Segundo o acórdão, que quantia pediu a autora a título de indemnização por perda de chance?

#### Excerto selecionado

Acórdão nº 1976/17.4T8VRL.G1 de Tribunal da Relação de Guimarães, 06 de Junho de 2019

Magistrado ResponsávelRAMOS LOPES
Data da Resolução06 de Junho de 2019
EmissorTribunal da Relação de Guimarães

Acordam no Tribunal da Relação de Guimarães (1) RELATÓRIO Co-ré/apelante: (…) Autora/apelada: (…) Intentou o (…), a presente acção comum demandando os réus(…) , advogado, e a companhia de seguros (…) ., pedindo que, declarado que o primeiro réu exerceu o mandato que lhe foi conferido pela autora com negligência grave, omitindo actos processuais que poderia e deveria ter praticado e, por isso, adequados à perda de chance da autora, fossem os réus condenados a pagar-lhe, a título de indemnização por perda de chance, a quantia de 411.671,51€, cabendo à ré seguradora a responsabilidade do pagamento da quantia de 250,000,00€ e o restante ao primeiro réu, tudo com juros calculados à taxa legal de 4%, desde a citação e até integral pagamento.

########
#### Registos de dados

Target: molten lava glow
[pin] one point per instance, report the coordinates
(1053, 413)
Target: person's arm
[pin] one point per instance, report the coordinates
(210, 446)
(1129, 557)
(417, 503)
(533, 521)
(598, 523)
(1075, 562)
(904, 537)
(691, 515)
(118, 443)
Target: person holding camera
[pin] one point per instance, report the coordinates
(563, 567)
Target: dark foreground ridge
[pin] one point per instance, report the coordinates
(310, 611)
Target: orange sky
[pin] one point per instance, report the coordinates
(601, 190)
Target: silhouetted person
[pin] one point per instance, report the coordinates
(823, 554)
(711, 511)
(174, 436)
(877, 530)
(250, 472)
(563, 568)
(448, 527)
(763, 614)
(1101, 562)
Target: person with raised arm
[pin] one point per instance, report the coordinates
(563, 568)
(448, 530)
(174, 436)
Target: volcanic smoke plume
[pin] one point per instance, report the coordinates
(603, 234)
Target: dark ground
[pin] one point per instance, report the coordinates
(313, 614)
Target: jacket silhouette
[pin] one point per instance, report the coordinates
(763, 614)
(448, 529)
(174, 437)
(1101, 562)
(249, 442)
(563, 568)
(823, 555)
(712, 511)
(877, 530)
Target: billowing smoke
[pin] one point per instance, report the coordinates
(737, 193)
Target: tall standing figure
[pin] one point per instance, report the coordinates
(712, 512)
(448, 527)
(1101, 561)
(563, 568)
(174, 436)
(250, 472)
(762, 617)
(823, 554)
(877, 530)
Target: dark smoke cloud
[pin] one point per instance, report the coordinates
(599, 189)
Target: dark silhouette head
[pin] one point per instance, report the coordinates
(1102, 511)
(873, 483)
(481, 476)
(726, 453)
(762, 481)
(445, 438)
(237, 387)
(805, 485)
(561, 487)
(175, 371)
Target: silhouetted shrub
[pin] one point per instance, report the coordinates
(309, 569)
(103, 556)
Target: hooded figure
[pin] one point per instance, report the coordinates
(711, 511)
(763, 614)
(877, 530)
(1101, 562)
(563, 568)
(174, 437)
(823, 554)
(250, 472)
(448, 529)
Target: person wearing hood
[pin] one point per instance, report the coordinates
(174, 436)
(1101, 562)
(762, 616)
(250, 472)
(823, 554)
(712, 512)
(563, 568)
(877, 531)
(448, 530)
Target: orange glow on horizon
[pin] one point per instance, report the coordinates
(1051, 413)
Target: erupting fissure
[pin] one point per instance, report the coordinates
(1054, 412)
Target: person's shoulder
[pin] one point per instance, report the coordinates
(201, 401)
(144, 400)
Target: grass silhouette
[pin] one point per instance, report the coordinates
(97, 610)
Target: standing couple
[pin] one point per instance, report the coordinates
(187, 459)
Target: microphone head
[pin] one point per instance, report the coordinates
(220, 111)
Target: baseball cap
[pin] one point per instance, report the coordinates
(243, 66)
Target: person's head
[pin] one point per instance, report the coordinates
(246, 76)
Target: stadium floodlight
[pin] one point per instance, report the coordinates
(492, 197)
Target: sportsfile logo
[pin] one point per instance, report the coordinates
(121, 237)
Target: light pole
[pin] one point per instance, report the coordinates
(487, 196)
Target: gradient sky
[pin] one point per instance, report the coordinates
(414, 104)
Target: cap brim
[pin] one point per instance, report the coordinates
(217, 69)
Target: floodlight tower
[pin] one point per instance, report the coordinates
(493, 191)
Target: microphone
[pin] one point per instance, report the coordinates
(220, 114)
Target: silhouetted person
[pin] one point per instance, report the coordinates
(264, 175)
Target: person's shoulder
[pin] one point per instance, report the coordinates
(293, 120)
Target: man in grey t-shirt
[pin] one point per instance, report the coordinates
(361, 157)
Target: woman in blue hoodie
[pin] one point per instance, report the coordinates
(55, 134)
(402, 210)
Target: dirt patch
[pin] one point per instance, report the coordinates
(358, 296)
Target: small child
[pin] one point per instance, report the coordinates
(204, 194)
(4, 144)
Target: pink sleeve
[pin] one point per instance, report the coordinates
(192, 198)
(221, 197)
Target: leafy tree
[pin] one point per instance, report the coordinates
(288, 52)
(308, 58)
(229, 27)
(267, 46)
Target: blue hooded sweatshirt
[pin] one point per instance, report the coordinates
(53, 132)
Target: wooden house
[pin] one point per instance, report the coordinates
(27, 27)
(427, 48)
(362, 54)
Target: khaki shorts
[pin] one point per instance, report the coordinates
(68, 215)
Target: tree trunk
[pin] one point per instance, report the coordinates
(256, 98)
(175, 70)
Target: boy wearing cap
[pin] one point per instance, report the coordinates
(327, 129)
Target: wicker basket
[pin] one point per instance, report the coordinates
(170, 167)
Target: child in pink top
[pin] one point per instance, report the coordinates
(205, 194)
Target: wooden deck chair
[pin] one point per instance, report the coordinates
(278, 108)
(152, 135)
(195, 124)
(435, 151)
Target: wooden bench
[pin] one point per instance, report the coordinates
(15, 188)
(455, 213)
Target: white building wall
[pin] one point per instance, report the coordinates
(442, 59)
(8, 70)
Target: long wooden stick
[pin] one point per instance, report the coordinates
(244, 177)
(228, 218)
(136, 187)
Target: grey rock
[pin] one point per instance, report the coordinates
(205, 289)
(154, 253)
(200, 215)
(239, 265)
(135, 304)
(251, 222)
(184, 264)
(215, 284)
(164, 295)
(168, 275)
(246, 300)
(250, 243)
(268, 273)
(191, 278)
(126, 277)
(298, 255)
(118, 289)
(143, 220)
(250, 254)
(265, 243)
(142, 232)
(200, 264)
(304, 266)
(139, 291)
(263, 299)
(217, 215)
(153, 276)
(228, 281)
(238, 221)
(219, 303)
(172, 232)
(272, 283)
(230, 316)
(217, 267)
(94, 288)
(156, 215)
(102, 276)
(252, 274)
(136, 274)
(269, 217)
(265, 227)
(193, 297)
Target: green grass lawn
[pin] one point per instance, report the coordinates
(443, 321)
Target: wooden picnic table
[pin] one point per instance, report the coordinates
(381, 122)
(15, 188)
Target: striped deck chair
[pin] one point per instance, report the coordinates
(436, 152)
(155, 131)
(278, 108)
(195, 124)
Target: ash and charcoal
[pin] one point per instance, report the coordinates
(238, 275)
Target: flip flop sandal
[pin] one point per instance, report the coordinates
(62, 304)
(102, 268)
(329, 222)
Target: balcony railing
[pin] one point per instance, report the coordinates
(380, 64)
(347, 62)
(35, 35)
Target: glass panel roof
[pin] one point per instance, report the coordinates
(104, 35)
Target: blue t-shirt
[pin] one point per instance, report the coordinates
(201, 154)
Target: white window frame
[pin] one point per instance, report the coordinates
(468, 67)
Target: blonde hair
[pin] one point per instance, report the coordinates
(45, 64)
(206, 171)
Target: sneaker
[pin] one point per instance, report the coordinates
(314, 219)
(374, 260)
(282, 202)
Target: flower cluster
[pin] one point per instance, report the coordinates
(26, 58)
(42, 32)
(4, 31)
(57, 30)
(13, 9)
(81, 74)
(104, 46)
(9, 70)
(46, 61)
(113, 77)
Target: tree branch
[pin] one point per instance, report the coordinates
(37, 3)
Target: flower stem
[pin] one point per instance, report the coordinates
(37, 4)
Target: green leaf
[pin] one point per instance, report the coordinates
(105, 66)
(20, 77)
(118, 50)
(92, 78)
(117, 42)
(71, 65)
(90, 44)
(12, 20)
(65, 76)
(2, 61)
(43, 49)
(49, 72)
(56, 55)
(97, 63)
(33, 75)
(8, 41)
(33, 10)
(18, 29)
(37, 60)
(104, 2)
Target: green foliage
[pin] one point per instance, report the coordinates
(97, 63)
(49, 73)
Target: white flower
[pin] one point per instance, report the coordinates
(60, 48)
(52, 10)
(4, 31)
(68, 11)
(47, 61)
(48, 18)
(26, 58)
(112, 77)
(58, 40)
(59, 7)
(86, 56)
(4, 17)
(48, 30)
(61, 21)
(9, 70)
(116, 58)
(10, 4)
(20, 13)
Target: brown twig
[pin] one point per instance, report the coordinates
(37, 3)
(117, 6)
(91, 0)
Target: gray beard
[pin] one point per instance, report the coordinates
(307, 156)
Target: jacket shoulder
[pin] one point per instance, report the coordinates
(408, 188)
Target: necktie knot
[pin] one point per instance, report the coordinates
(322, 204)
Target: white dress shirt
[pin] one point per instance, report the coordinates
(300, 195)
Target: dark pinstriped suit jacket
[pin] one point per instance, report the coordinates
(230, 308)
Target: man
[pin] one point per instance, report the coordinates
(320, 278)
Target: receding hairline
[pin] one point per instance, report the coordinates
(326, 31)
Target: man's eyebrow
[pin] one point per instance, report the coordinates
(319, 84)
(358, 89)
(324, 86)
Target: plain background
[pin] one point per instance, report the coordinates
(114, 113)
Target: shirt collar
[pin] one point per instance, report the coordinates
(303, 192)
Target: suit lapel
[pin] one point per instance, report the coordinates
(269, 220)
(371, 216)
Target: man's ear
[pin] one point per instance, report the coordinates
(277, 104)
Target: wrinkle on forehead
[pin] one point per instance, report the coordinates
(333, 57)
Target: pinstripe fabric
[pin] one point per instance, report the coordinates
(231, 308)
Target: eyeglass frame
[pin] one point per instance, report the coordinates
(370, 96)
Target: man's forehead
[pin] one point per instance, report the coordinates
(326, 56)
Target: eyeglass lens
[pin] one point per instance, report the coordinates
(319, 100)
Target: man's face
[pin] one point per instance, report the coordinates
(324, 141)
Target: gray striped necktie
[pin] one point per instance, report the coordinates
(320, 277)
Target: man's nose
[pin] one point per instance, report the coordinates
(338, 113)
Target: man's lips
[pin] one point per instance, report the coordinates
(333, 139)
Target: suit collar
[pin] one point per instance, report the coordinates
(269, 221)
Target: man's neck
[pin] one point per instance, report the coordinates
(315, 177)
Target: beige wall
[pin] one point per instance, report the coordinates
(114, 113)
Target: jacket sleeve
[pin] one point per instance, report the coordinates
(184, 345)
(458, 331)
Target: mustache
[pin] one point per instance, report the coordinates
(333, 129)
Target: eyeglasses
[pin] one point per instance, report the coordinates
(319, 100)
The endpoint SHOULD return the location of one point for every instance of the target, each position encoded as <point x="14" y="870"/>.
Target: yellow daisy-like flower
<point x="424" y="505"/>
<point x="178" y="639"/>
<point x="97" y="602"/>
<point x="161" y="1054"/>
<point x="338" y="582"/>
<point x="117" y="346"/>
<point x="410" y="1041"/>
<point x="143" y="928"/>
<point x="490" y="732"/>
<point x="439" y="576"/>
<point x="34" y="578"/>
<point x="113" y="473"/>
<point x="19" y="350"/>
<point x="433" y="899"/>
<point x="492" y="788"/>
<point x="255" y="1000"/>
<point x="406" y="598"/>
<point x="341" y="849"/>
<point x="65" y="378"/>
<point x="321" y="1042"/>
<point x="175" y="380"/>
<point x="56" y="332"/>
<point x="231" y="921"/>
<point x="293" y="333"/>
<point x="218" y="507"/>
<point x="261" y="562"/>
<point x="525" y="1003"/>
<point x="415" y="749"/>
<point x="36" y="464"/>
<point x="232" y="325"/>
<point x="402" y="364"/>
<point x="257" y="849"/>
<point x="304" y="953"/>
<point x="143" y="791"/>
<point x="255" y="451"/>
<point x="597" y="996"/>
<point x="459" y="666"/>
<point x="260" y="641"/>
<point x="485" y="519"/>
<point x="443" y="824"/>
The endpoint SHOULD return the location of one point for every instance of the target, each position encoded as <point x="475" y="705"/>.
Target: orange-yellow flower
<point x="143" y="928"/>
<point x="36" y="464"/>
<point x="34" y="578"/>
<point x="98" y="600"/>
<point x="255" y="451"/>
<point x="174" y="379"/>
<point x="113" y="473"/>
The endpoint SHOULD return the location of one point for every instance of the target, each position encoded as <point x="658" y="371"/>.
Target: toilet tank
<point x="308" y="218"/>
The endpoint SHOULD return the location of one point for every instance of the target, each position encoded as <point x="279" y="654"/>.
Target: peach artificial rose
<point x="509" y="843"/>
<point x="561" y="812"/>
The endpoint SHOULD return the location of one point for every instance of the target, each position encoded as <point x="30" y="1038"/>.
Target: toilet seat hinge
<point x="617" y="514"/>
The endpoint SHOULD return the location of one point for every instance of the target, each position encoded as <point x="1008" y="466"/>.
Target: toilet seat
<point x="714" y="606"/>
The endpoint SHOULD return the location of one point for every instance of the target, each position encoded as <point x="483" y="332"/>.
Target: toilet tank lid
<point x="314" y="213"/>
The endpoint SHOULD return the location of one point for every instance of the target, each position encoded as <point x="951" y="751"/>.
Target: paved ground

########

▶ _Resultado final_
A autora pediu 411.671,51€.